Problem to work on: Set down all of the records exactly, leaving none out.

════════

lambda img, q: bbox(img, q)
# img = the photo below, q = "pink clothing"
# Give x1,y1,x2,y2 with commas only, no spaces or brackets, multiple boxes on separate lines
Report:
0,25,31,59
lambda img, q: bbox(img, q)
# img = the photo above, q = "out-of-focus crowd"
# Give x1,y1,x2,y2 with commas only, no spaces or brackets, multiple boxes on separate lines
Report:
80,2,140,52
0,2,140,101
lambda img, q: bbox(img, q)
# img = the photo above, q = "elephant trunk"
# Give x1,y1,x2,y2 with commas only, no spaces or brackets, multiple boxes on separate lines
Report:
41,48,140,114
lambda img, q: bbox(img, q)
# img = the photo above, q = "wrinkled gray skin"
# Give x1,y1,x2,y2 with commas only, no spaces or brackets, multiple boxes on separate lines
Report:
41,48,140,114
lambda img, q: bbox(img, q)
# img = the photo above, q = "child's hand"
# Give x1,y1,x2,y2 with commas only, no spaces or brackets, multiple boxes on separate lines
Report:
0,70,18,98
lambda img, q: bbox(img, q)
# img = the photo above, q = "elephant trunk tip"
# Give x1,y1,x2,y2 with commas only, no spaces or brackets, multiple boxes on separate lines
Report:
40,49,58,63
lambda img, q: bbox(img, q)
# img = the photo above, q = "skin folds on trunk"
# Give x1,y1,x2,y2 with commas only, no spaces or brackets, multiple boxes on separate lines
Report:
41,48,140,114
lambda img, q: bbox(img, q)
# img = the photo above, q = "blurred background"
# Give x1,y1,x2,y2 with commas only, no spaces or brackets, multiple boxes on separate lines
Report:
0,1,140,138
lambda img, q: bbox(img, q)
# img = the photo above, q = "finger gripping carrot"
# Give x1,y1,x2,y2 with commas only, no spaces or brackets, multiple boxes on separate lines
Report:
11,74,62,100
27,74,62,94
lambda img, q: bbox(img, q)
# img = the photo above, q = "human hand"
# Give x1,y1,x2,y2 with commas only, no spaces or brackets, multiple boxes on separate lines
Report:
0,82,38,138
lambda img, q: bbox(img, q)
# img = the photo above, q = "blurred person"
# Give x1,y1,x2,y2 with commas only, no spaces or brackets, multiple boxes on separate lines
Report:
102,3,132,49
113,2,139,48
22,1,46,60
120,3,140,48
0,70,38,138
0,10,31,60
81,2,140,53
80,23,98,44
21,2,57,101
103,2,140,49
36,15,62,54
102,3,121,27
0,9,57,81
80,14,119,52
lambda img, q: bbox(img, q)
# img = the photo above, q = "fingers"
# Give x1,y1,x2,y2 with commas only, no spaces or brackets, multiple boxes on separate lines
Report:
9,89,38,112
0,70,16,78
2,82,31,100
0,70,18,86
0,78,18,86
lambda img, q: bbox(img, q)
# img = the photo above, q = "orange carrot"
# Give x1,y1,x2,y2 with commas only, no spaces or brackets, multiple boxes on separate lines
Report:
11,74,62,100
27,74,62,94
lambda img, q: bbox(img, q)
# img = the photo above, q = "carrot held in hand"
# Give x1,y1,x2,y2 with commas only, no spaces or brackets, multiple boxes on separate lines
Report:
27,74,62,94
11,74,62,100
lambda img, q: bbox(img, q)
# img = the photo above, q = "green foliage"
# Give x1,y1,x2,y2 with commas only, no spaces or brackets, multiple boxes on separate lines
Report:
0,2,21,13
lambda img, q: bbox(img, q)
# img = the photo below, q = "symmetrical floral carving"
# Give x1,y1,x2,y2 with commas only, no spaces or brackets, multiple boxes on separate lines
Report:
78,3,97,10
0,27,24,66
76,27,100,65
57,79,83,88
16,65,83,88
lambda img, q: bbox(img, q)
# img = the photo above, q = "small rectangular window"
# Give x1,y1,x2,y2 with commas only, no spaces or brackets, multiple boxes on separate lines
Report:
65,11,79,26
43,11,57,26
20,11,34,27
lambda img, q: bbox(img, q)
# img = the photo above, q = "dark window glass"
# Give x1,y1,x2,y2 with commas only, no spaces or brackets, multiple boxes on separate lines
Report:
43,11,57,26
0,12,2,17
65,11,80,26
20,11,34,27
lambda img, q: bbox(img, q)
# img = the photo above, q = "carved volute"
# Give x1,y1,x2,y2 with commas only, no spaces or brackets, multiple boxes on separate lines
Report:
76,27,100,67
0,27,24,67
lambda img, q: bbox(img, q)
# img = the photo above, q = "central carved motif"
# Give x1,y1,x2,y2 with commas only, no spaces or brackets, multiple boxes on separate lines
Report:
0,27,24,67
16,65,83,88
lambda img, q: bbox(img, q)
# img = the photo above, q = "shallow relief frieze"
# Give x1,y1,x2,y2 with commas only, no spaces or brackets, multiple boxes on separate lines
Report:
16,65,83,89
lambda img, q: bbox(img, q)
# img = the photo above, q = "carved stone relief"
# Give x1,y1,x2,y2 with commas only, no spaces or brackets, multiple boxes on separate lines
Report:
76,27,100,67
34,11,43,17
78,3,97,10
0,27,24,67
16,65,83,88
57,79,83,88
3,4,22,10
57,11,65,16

════════

Exercise answer:
lambda img, q: bbox(img, q)
# img = the photo below, q = "pink clothing"
# Give x1,y1,x2,y2 with commas only, no spaces or brackets, multiple boxes on separate lines
Report:
0,25,31,59
lambda img, q: bbox(img, q)
# img = the photo above, q = "out-of-focus crowd"
# Give x1,y1,x2,y2 with commas only, no spaces or brackets, multiple boxes on separate lines
Report:
80,2,140,52
0,2,140,101
lambda img, q: bbox(img, q)
# img = the photo above, q = "elephant trunk"
# Give x1,y1,x2,y2 with commas only, no spaces or brackets, multiple boxes on separate lines
Report:
41,48,140,114
lambda img, q: bbox(img, q)
# img = the photo above, q = "wrinkled gray skin"
# Give x1,y1,x2,y2 with commas only, no spaces or brackets, multiple boxes on separate lines
Report:
41,48,140,114
lambda img, q: bbox(img, q)
# img = the photo above, q = "child's hand"
# Give x1,y1,x2,y2 with commas only, no spaces or brackets, multiple boxes on separate lines
Report:
0,70,18,98
lambda img, q: bbox(img, q)
# img = the photo above, q = "elephant trunk tip"
# Give x1,y1,x2,y2 with commas only, no spaces or brackets, multiple boxes on separate lines
Report:
40,49,58,63
lambda img, q: bbox(img, q)
# img = the photo above, q = "skin folds on trunk"
# Give x1,y1,x2,y2 with commas only, no spaces or brackets, multiple boxes on separate lines
Report:
41,48,140,114
lambda img, q: bbox(img, q)
# img = the photo above, q = "blurred background"
# Give x1,y1,x2,y2 with commas only, no spaces or brackets, multiple boxes on separate lines
Report:
0,1,140,138
lambda img, q: bbox(img, q)
# img = the photo above, q = "finger gripping carrot"
# Give x1,y1,x2,y2 with commas only, no spaces or brackets, multiple boxes on separate lines
Report:
11,74,62,100
27,74,62,94
lambda img, q: bbox(img, q)
# img = the photo above, q = "human hand"
# Give x1,y1,x2,y2 with commas only, no spaces or brackets, multiple boxes on separate lines
Report:
0,82,38,138
lambda img, q: bbox(img, q)
# img = the photo above, q = "blurred person"
# Give x1,y1,x2,y2 with commas only, no spaces or brackets, multiple boxes on separate lines
Report:
102,3,132,49
113,2,139,48
22,1,46,60
120,3,140,48
0,70,38,138
0,10,31,60
81,2,140,53
80,23,98,44
21,2,57,101
103,2,140,49
36,15,62,54
102,3,121,27
0,9,57,81
80,14,119,52
lambda img, q: bbox(img, q)
# img = the photo above, q = "fingers"
# Give x1,y1,x2,y2 with commas only, no spaces or brackets, multiple boxes on separate lines
Report:
9,89,38,112
0,70,16,78
2,82,31,100
0,70,18,86
0,78,18,86
lambda img, q: bbox(img, q)
# img = the photo above, q = "orange carrot"
# Give x1,y1,x2,y2 with commas only, no spaces or brackets, multiple boxes on separate lines
Report:
11,74,62,100
27,74,62,94
lambda img, q: bbox(img, q)
# img = the photo above, q = "carrot held in hand"
# Give x1,y1,x2,y2 with commas only, no spaces or brackets, multiple boxes on separate lines
Report:
27,74,62,94
11,74,62,100
lambda img, q: bbox(img, q)
# img = the photo above, q = "green foliage"
# Give x1,y1,x2,y2 with commas only, no spaces or brackets, multiple boxes on separate lines
Report:
0,2,21,13
lambda img, q: bbox(img, q)
# img = the photo below, q = "symmetrical floral carving"
# Give x1,y1,x2,y2 with commas only, no spaces or brackets, multiple boxes on separate lines
Report:
78,3,97,10
0,27,24,66
76,27,100,65
57,79,83,88
16,65,83,88
lambda img, q: bbox(img, q)
# img = the photo above, q = "small rectangular window"
# Give x1,y1,x2,y2 with commas only, no spaces or brackets, multiple boxes on separate lines
Report:
65,11,79,26
43,11,57,26
20,11,34,27
lambda img, q: bbox(img, q)
# img = the photo above, q = "dark window glass"
# Give x1,y1,x2,y2 with commas only, no spaces or brackets, multiple boxes on separate lines
Report:
43,11,57,26
0,12,2,17
65,11,80,26
20,11,34,27
lambda img, q: bbox(img, q)
# img = the photo above, q = "carved volute"
# Give x1,y1,x2,y2 with commas only, no spaces or brackets, multiple boxes on separate lines
Report:
76,27,100,67
0,27,24,67
lambda img, q: bbox(img, q)
# img = the photo above, q = "central carved motif"
# Give x1,y1,x2,y2 with commas only, no spaces or brackets, multiple boxes on separate lines
Report:
0,27,24,67
16,65,83,88
lambda img, q: bbox(img, q)
# img = the photo above, q = "shallow relief frieze"
# Give x1,y1,x2,y2 with commas only, no spaces or brackets, multiple boxes on separate lines
Report:
16,65,83,89
lambda img, q: bbox(img, q)
# img = the photo above, q = "carved stone relief"
# Give x1,y1,x2,y2 with commas only, no spaces or brackets, multiple boxes on separate lines
Report:
76,27,100,67
34,11,43,17
78,3,97,10
0,27,24,67
16,65,83,88
57,79,83,88
3,4,22,10
57,11,65,16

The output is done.